— START OF Data for this task —

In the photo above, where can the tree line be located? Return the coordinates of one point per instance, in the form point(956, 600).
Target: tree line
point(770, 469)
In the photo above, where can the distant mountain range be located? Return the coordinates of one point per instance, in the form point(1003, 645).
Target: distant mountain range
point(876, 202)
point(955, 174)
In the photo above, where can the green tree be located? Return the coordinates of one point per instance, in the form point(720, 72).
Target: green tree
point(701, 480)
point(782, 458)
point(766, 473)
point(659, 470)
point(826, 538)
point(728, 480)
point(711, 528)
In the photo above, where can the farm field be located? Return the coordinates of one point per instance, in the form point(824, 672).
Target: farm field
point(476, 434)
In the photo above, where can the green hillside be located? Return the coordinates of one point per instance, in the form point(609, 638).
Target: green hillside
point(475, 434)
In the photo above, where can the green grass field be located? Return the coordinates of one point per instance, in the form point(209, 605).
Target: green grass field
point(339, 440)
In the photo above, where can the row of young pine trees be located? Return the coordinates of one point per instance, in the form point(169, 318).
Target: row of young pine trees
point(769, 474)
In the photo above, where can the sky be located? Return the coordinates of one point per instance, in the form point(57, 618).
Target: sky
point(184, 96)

— END OF Data for this task —

• [Task instructions]: Go through the listing and print each line exactly as it appears.

• [Task solution]:
In the photo above, where can the tree line be located? Return the coordinates of one point per instance, in the form point(956, 600).
Target: tree line
point(770, 469)
In the photo above, where can the distant mountain range be located? Return the coordinates of one point per instance, in the form point(1003, 645).
Target: distant mountain range
point(876, 202)
point(955, 174)
In the photo above, where can the green tree be located? Return the coordinates of one point per instance, in the form point(720, 72).
Target: green tree
point(701, 480)
point(782, 458)
point(766, 473)
point(659, 470)
point(826, 538)
point(728, 480)
point(711, 528)
In the photo above, where can the farm field be located? Return the coordinates of one point per instance, in the form point(824, 672).
Target: farm field
point(476, 434)
In the photo above, where can the green hillside be located? Return the coordinates of one point per instance, in the form point(609, 638).
Target: green hillside
point(475, 434)
In the photo above, where can the green grass field be located? Return the coordinates of one point per instance, in the form point(209, 605).
Target: green grass field
point(339, 440)
In the photo above, where can the row of young pine trees be located? Return the coordinates of one point per instance, in the form point(169, 318).
Target: row of young pine trees
point(769, 474)
In the photo above, where can the sky be located? Return the coordinates of one point per instance, in the form point(57, 618).
Target: sky
point(184, 96)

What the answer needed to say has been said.